En attendant, certains opposants se perdent en initiatives inutiles, par exemple cette lettre au président du Conseil constitutionnel pour obtenir l'annulation de l'élection de Sarkozy : http://forums.france2.fr/france2/avousdejuger/nicolas-sarkozy-illegale-sujet_10102_1.htm. J'ignore qui a lancé cette pétition mais ils ont simplement oublié que le contrôle du Conseil s'exerce avant la proclamation des résultats, pas un an après... En outre l'argumentation de la pétition est si futile... On voudrait faire invalider l'élection d'un homme qui fut massivement élu par les Français sur le fait qu'il n'a pas décliné la totalité de son état civil !!! Ces braves internautes feraient mieux de tenter de guérir la bêtise de leurs concitoyens électeurs de l'UMP, dont Sarko n'est que l'épiphénomène... (que ces électeurs-là, s'ils se sentent de droite, votent plutôt pour Dupont-Aignan, le monde entier s'en portera mieux cf ci-dessous)
Cette pétition, comme les réactions à l'éviction du sous-préfet Guigue, montre que de nombreux opposants ne veulent pas comprendre la logique des institutions, mélangent tout, lâchent la proie pour l'ombre. Quand on leur dit qu'un souspréfet n'est pas, dans l'exercice de ses fonctions, soumis aux mêmes règles qu'un citoyen ordinaire, ou qu'une élection ne se conteste pas n'importe quand n'importe comment, ils ne veulent pas le croire. Parce que l'idée même qu'une règle puisse s'appliquer sérieusement, qu'un Etat ait une spécificité de fonctionnement par rapport à la société civile, leur est complètement étrangère. L'anti-étatisme qui travaille en profondeur l'internaute contestataire moyen le prive des instrument de réflexion et d'action qui donneraient une portée à ses actes. Les pouvoirs publics ont ensuite beau jeu de le renvoyer à la caricature du "radical " peu crédible et fantasque.
Ceci étant posé, encore une fois, il faut réfléchir au problème du "que faire ?". Selon moi, il faut partir de l'existant, analyser, dans le milieu de la contestation, les courants qui peuvent disposer de moyens humains et financiers, les groupes qui peuvent faire preuve d'efficacité, dans les partis politiques, les associations, en France, à l'étranger, voir ce qui peut être fédéré. Il faut éviter les pièges de toutes sortes : les soutiens des groupes d'extrême droite qui discréditent toute action politique, ceux d'autres personnes et groupes douteux (il en traîne toujours dans la résistance anti-impérialiste). Tout cela est compliqué à faire, mais nécessaire avant que notre monde ne bacule dans un chaos politique complet (il y est déjà largement engagé) avec la complicité active de l'establishment politique français.
= = = = = = =
**Consignes**
**A.** Relevez toutes les personnes que l'extrait désigne par leur nom.
**B.** Recopiez le passage de l'extrait qui commence par « Ceci étant posé, encore » et va jusqu'à « l'establishment politique français. ».

**Données enregistrées**
= = = = = = =
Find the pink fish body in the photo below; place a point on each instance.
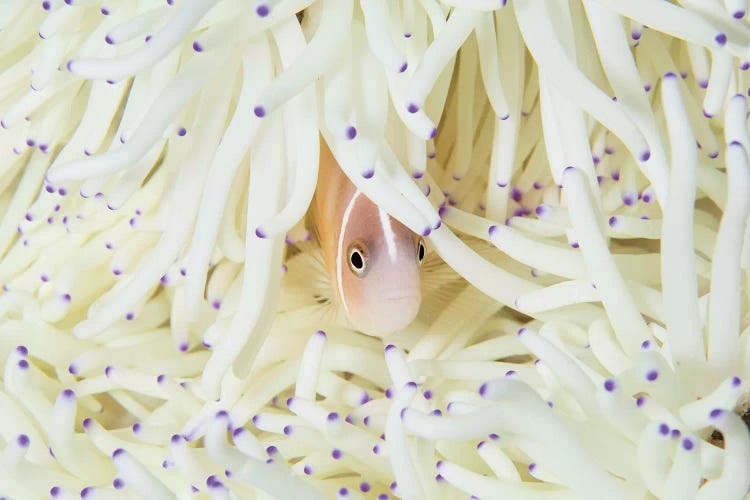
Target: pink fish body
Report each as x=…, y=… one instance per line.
= = = = = = =
**Corrigé**
**A.** Sarkozy, Dupont-Aignan, Guigue

**B.**
Ceci étant posé, encore une fois, il faut réfléchir au problème du "que faire ?". Selon moi, il faut partir de l'existant, analyser, dans le milieu de la contestation, les courants qui peuvent disposer de moyens humains et financiers, les groupes qui peuvent faire preuve d'efficacité, dans les partis politiques, les associations, en France, à l'étranger, voir ce qui peut être fédéré. Il faut éviter les pièges de toutes sortes : les soutiens des groupes d'extrême droite qui discréditent toute action politique, ceux d'autres personnes et groupes douteux (il en traîne toujours dans la résistance anti-impérialiste). Tout cela est compliqué à faire, mais nécessaire avant que notre monde ne bacule dans un chaos politique complet (il y est déjà largement engagé) avec la complicité active de l'establishment politique français.